### Exercise objective
Locate each line in the records below that contains the string "player", and copy those lines.

(Excerpts from point annotation data)
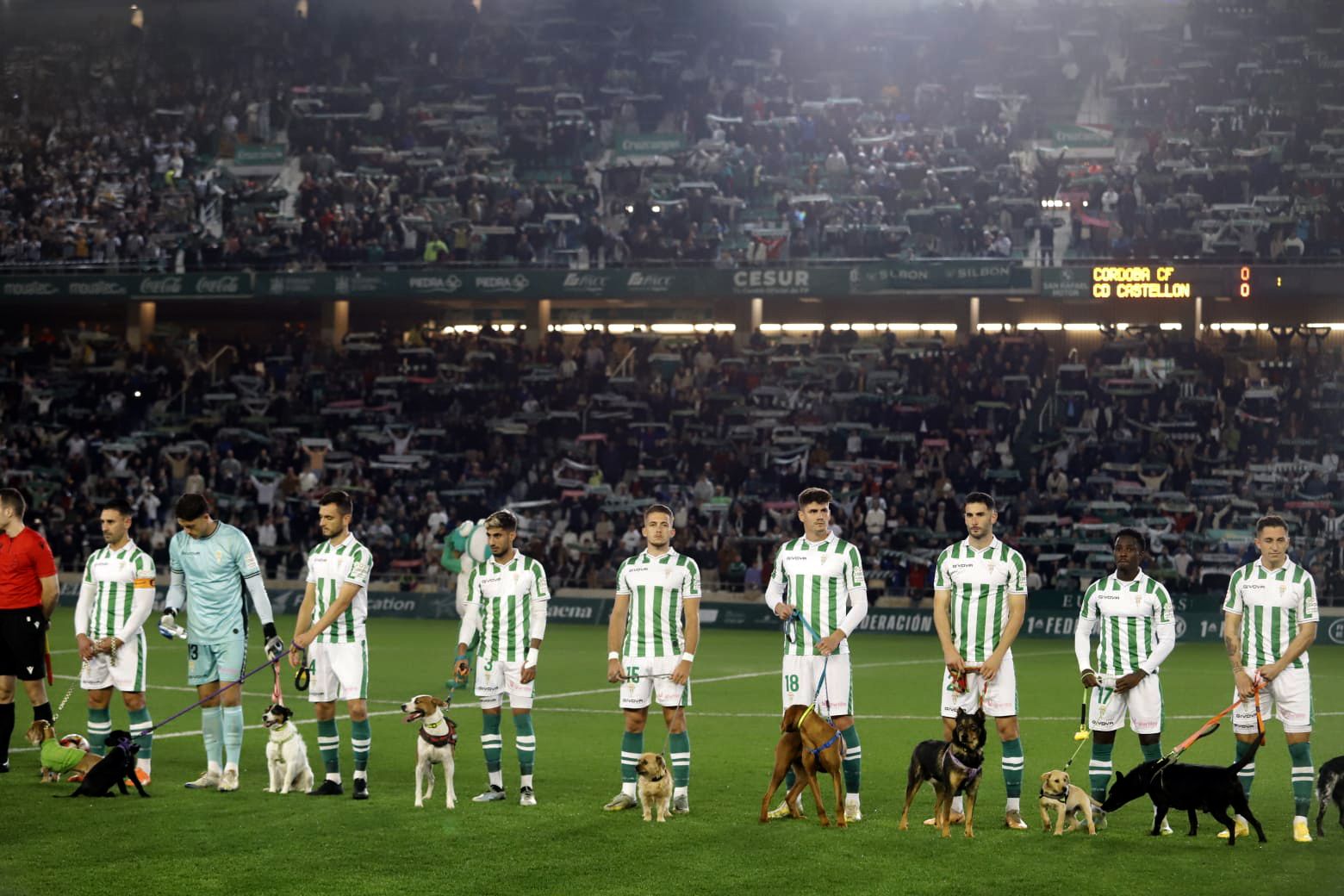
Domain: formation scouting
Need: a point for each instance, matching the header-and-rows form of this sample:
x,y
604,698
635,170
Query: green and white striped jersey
x,y
504,594
656,588
816,578
329,567
980,583
115,574
1128,614
1272,606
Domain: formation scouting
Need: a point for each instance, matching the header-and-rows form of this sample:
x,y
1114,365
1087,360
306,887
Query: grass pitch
x,y
210,843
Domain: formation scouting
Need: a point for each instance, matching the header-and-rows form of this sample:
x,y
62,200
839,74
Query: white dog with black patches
x,y
287,754
433,747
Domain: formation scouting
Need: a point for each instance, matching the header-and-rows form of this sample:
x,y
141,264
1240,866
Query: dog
x,y
806,744
655,785
287,754
115,768
1065,798
953,768
1173,785
436,746
1329,786
58,758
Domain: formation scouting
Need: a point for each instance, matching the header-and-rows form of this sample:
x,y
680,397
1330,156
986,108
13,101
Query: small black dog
x,y
1173,785
952,768
1329,787
113,768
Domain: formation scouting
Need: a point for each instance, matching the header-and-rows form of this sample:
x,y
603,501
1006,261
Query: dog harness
x,y
833,737
439,740
59,759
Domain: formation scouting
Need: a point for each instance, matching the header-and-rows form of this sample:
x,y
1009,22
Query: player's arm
x,y
1082,637
537,602
84,607
302,622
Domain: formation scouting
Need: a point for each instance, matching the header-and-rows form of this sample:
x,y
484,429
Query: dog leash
x,y
211,696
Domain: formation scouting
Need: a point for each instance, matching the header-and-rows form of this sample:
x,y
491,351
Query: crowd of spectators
x,y
787,137
1188,442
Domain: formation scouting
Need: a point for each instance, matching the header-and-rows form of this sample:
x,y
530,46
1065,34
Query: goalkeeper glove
x,y
275,646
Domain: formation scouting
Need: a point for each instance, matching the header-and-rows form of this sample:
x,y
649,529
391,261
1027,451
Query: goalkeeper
x,y
210,562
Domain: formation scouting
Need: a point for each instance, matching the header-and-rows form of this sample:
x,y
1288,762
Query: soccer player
x,y
1136,629
28,594
115,597
331,627
818,576
650,653
208,564
507,606
979,603
1269,621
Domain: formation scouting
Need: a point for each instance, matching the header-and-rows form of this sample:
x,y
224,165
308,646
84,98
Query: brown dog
x,y
57,759
806,744
1065,798
655,786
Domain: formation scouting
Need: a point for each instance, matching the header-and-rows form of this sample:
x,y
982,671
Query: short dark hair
x,y
340,499
501,520
1270,521
1133,533
191,507
12,499
813,496
979,497
657,508
120,506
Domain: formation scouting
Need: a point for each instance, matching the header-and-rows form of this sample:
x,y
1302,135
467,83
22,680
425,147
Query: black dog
x,y
1329,787
113,768
952,768
1195,789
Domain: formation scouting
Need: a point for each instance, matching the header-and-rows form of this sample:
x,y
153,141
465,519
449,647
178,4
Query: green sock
x,y
1301,756
100,725
632,746
681,749
491,740
1099,768
1012,763
359,739
852,759
140,730
1248,774
213,734
328,744
525,739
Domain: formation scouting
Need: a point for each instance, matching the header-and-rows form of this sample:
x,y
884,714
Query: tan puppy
x,y
655,786
1065,798
55,758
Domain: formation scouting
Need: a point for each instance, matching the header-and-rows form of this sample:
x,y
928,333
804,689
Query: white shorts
x,y
803,675
1286,699
338,670
1142,704
652,677
499,677
1000,694
127,675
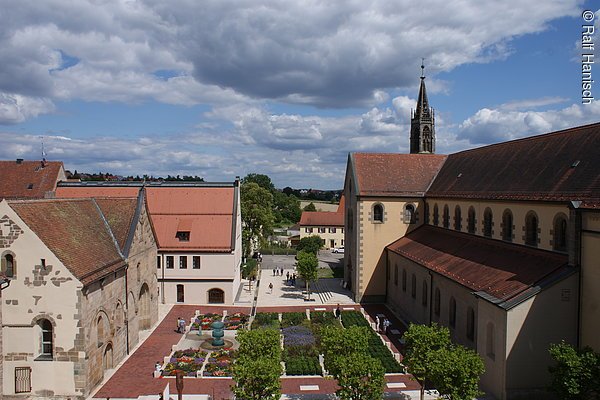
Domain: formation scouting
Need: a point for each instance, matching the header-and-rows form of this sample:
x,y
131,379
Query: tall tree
x,y
257,215
308,268
576,374
455,372
422,341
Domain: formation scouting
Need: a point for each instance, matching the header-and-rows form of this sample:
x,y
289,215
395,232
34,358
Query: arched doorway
x,y
216,296
144,307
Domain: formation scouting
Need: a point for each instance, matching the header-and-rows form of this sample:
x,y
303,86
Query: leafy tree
x,y
455,372
307,268
576,374
310,207
360,377
337,342
259,343
261,180
257,215
422,341
310,244
257,379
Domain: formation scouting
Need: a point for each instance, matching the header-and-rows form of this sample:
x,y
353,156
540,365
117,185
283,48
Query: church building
x,y
498,243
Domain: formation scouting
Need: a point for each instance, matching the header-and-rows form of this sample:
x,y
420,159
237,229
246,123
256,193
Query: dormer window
x,y
183,236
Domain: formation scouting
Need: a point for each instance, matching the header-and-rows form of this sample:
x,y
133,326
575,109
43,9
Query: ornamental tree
x,y
307,268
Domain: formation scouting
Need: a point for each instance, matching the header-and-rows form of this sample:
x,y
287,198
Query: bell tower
x,y
422,122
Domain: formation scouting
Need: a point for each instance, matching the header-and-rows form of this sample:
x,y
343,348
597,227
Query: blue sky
x,y
285,88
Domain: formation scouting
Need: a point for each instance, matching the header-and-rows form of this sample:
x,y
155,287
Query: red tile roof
x,y
206,212
382,174
16,179
559,166
322,218
74,230
499,269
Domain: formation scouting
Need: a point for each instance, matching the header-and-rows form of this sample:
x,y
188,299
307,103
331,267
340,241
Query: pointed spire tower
x,y
422,122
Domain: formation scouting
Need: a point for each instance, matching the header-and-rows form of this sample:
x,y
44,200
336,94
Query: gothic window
x,y
452,312
531,229
507,225
436,302
9,265
409,214
560,233
471,220
487,222
470,323
446,216
457,218
378,213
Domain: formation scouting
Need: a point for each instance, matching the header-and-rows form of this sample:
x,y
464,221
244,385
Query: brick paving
x,y
135,377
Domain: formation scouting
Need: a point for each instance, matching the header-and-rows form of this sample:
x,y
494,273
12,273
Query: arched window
x,y
507,225
216,296
409,214
8,265
378,213
560,233
487,222
471,323
490,341
457,218
471,223
180,294
46,338
452,312
446,217
531,229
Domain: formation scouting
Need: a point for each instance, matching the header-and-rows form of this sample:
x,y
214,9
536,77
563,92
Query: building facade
x,y
74,307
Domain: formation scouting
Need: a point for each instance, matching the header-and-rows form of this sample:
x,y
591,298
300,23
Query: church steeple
x,y
422,123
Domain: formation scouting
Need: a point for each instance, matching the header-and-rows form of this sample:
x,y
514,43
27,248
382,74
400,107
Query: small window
x,y
452,312
487,222
409,214
378,213
183,236
471,220
446,217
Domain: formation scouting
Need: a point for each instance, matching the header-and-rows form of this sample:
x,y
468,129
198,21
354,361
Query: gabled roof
x,y
28,179
322,218
501,271
387,174
206,210
78,232
558,166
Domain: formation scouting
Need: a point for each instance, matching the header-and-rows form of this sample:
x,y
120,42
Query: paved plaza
x,y
134,377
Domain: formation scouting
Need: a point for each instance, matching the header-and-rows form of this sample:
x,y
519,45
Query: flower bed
x,y
189,361
376,348
266,320
203,321
219,363
235,321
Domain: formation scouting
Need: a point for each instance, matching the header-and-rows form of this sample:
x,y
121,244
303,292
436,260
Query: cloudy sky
x,y
222,88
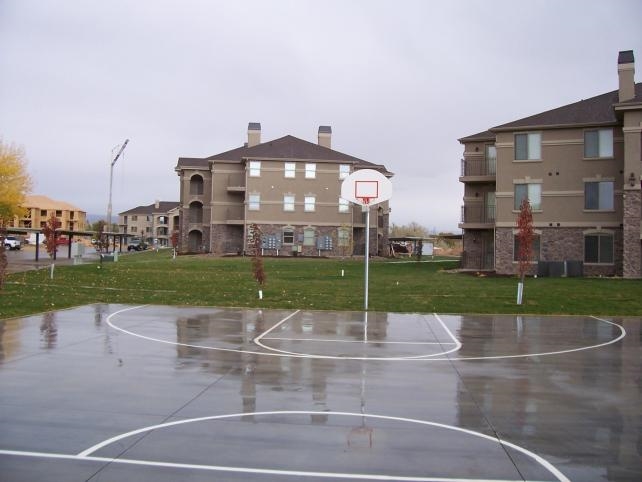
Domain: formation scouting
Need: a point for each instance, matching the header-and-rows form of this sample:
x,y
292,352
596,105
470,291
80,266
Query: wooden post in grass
x,y
51,240
525,237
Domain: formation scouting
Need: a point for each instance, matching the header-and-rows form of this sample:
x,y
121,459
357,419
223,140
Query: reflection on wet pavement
x,y
409,395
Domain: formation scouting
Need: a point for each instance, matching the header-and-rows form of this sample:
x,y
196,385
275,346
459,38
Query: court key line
x,y
86,454
173,465
433,357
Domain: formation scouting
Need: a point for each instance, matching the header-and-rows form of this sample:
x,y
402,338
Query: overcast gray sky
x,y
398,81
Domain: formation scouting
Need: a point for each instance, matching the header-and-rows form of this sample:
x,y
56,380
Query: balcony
x,y
478,170
477,216
477,261
235,215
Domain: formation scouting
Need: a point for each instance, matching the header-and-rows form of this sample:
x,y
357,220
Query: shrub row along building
x,y
579,166
288,187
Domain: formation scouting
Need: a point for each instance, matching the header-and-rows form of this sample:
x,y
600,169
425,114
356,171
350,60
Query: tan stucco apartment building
x,y
580,166
153,223
288,187
38,210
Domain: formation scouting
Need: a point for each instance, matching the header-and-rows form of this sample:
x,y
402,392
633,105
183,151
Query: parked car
x,y
32,239
12,242
136,245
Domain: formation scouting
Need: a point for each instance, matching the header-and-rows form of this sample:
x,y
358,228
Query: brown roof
x,y
163,207
480,136
597,110
44,202
288,147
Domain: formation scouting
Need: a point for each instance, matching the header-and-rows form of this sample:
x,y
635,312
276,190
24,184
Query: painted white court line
x,y
559,352
215,468
457,345
378,342
433,357
87,454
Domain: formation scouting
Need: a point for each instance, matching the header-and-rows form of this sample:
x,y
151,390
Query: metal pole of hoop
x,y
366,207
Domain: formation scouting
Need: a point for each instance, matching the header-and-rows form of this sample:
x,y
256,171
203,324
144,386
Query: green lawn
x,y
300,283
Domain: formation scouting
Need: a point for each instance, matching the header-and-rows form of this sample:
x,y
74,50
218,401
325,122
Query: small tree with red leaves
x,y
254,242
174,239
525,236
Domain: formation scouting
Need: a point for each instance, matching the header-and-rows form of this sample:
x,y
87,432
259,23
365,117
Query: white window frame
x,y
255,168
533,146
310,170
604,143
254,202
605,195
535,206
289,231
309,234
343,236
289,201
289,170
600,235
309,205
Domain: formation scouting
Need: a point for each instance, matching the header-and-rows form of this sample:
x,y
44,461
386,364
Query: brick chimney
x,y
325,136
253,134
626,73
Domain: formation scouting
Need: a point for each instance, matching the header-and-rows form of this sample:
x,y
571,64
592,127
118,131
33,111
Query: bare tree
x,y
525,237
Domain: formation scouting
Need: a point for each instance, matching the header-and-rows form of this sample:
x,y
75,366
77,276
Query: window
x,y
288,236
534,248
254,202
290,169
528,146
491,159
598,195
598,248
532,192
343,237
598,143
255,168
195,212
309,203
288,202
196,185
310,171
308,236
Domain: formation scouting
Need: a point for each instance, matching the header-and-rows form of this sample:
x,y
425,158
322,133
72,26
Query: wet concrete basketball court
x,y
155,393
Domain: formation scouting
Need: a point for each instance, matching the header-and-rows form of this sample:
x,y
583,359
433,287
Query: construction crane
x,y
111,178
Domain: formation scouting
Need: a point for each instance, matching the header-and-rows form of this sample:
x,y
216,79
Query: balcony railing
x,y
477,261
478,214
478,167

### Correct output
Query: player's arm
Query: soccer player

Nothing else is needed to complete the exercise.